## Start Given entries
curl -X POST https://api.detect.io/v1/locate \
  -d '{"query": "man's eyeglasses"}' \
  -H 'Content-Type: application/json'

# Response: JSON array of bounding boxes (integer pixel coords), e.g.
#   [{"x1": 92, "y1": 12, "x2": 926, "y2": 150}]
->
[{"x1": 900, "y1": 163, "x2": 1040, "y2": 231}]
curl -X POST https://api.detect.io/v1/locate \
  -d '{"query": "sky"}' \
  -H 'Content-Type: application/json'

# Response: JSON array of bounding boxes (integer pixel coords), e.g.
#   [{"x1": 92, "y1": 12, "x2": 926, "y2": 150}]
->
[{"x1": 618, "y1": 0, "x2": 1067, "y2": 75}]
## End Given entries
Goal: Copy all of the entries above word for word.

Solution:
curl -X POST https://api.detect.io/v1/locate \
  -d '{"query": "man's eyeglasses"}' \
  -H 'Content-Type: application/json'

# Response: JSON array of bounding boxes (integer pixel coords), e.g.
#   [{"x1": 92, "y1": 12, "x2": 926, "y2": 150}]
->
[{"x1": 900, "y1": 163, "x2": 1040, "y2": 231}]
curl -X POST https://api.detect.io/v1/locate \
  -d '{"query": "sky"}' \
  -H 'Content-Type: application/json'

# Response: JSON array of bounding boxes (integer pixel coords), e.g.
#   [{"x1": 92, "y1": 12, "x2": 926, "y2": 150}]
->
[{"x1": 618, "y1": 0, "x2": 1067, "y2": 75}]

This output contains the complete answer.